Data for processing:
== Segment start ==
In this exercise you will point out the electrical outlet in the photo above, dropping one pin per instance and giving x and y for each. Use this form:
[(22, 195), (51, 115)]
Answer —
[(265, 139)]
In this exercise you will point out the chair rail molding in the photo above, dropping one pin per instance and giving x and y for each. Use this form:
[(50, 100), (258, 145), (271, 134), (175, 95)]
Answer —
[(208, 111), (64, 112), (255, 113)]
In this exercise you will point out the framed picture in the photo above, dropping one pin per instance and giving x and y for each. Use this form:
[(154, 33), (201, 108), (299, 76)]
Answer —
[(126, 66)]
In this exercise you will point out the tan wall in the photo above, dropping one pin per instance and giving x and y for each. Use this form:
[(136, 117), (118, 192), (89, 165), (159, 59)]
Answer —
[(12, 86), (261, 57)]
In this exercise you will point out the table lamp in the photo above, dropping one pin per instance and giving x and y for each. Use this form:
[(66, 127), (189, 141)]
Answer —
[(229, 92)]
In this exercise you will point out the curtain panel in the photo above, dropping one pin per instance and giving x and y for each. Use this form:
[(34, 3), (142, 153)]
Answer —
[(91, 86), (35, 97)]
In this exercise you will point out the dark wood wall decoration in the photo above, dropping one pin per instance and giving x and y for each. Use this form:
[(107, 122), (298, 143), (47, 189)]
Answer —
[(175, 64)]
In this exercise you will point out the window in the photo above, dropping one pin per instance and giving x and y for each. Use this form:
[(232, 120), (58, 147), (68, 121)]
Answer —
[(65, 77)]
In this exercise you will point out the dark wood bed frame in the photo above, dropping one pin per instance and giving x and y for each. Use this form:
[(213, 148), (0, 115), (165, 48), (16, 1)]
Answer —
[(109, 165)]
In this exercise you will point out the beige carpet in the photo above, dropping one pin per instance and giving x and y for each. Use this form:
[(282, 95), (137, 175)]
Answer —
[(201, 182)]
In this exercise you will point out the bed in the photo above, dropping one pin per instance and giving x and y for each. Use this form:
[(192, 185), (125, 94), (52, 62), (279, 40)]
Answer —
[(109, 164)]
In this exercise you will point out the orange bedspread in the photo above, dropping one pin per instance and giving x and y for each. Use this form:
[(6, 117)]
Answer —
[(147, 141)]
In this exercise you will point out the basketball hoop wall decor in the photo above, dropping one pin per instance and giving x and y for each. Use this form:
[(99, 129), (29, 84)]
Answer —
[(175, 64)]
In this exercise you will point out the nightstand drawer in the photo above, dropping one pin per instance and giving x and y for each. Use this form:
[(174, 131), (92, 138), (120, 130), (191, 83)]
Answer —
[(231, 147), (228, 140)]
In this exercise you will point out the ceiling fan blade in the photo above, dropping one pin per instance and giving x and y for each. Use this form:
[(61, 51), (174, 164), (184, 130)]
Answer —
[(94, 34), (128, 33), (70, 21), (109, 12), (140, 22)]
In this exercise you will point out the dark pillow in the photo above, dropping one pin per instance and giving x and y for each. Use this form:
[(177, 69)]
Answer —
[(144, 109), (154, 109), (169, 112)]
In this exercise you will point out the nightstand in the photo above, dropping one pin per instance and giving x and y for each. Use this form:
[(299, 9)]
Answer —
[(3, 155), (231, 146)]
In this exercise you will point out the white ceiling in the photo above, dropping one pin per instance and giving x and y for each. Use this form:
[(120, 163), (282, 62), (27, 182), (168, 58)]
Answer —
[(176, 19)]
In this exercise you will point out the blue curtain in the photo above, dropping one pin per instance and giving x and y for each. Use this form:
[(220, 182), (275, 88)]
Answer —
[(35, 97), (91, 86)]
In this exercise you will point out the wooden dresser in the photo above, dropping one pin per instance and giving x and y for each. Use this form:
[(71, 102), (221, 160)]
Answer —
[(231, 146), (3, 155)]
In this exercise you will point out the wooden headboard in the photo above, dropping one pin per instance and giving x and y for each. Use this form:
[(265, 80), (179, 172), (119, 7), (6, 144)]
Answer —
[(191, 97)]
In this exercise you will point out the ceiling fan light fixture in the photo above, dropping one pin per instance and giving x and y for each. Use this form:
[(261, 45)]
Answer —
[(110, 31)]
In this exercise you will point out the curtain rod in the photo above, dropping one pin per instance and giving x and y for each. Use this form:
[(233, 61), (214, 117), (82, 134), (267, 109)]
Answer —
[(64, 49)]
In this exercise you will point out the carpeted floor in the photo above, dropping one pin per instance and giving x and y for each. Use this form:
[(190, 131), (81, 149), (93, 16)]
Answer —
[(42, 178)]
== Segment end ==
Task details:
The records above should be reproduced in full, exactly as they read.

Written reply:
In this exercise you will point out the electrical outlet in the photo above, dropping one pin per instance and giving x and y for each. Use this form:
[(22, 195), (51, 115)]
Answer —
[(265, 139)]
In this exercise you will point out the chair rail molding in the photo above, dropping one pin per instance and giving x and y for each. Use this form:
[(50, 100), (258, 145), (271, 134), (175, 95)]
Answer —
[(208, 111), (64, 112), (255, 113)]
In this exercise you will point out the framed picture in the photo above, dropping one pin per instance and giving x and y for each. Use this form:
[(154, 33), (201, 108), (299, 76)]
Answer —
[(126, 66)]
In this exercise you will point out the tan wall in the photo above, dropping one pin per instance and giving x and y for each. Use this form:
[(136, 117), (118, 192), (89, 165), (159, 59)]
Answer —
[(12, 86), (261, 57)]
In this exercise you will point out the table lamp in the photo above, dropping one pin per instance and giving x and y for each. Use this form:
[(66, 127), (189, 141)]
Answer —
[(229, 92)]
In this exercise you will point out the curtain panel in the photo above, dropping one pin per instance and giving x and y for each. Use this form:
[(34, 3), (142, 153)]
Answer —
[(91, 86), (35, 97)]
In this exercise you will point out the dark wood wall decoration in the photo above, dropping one pin per instance and giving x and y for each. Use this form:
[(107, 122), (298, 143), (47, 189)]
Answer —
[(175, 64)]
In this exercise you will point out the window in the photo above, dropping one pin per instance and giving x and y for each. Use this form:
[(232, 120), (58, 147), (68, 121)]
Answer —
[(65, 77)]
In this exercise you will point out the dark wood bed frame in the photo above, dropping one pin per instance and giving x and y for each. Use this form:
[(213, 148), (0, 115), (165, 48), (16, 1)]
Answer —
[(109, 165)]
In this exercise you will point out the beige carpet in the photo above, dropping one pin per instance and giving x and y for each. Use this form:
[(282, 95), (137, 175)]
Answer —
[(201, 182)]
In this exercise you will point out the bed in the photo above, dropping one pin per instance and giving x and y for each. Use this form:
[(192, 185), (125, 94), (52, 62), (279, 40)]
Answer —
[(109, 164)]
In this exercise you will point out the orange bedspread in the photo above, dropping one pin per instance and giving x and y for each. Use this form:
[(6, 117)]
Answer —
[(147, 141)]
In this exercise you will point out the basketball hoop wall decor in the photo above, dropping one pin per instance and giving x and y for each. Use this form:
[(99, 129), (29, 84)]
Answer —
[(175, 64)]
In this exercise you will point out the nightstand drawer in the photo above, dropping one pin per instance and giving x and y for each. Use this form:
[(174, 131), (92, 138), (120, 130), (191, 83)]
Answer —
[(231, 147), (228, 140)]
In this exercise you will point out the ceiling fan blade in the photo above, dropping one pin per instance and giving x and y for each. Use this form:
[(61, 51), (174, 164), (184, 130)]
Answer —
[(94, 34), (128, 33), (70, 21), (109, 12), (140, 22)]
In this exercise you will point out the dark pillow in the photo above, dropping one pin per instance and giving x and y for each. Use this form:
[(177, 69)]
Answer —
[(144, 109), (154, 109), (169, 112)]
In this exercise you will point out the nightstand in the photo above, dropping one pin per instance and giving x and y for each. Use this form:
[(299, 9)]
Answer —
[(3, 155), (231, 146)]
In this exercise you will point out the white ceiling in the photo above, dropping one pin per instance and giving x and y for each. Use this form:
[(120, 163), (282, 62), (27, 182), (168, 58)]
Answer —
[(176, 19)]
In this exercise you will point out the blue curtain in the photo above, dropping one pin per instance and giving x and y for each. Use this form:
[(220, 182), (275, 88)]
Answer —
[(35, 97), (91, 86)]
In this exercise you will point out the wooden dresser in the photo above, dropping one pin per instance and giving x and y for each. Use this form:
[(71, 102), (221, 160)]
Answer —
[(231, 146), (3, 155)]
In this exercise you will point out the wooden headboard in the photo above, dropping one pin per instance and giving x and y for each. Use this form:
[(265, 80), (179, 172), (119, 7), (6, 144)]
Answer —
[(191, 97)]
In this exercise you will point out the ceiling fan light fixture in the photo above, dropping one pin per instance and giving x and y for each. Use this form:
[(261, 45)]
Answer —
[(110, 31)]
In this exercise you will point out the curtain rod in the photo above, dropping one pin per instance and giving x and y for each. Use this form:
[(233, 61), (214, 117), (82, 134), (267, 109)]
Answer —
[(64, 49)]
In this exercise you will point out the carpeted floor in the photo above, dropping one pin per instance and giving x and y for each. Use this form:
[(190, 131), (81, 149), (93, 16)]
Answer —
[(42, 178)]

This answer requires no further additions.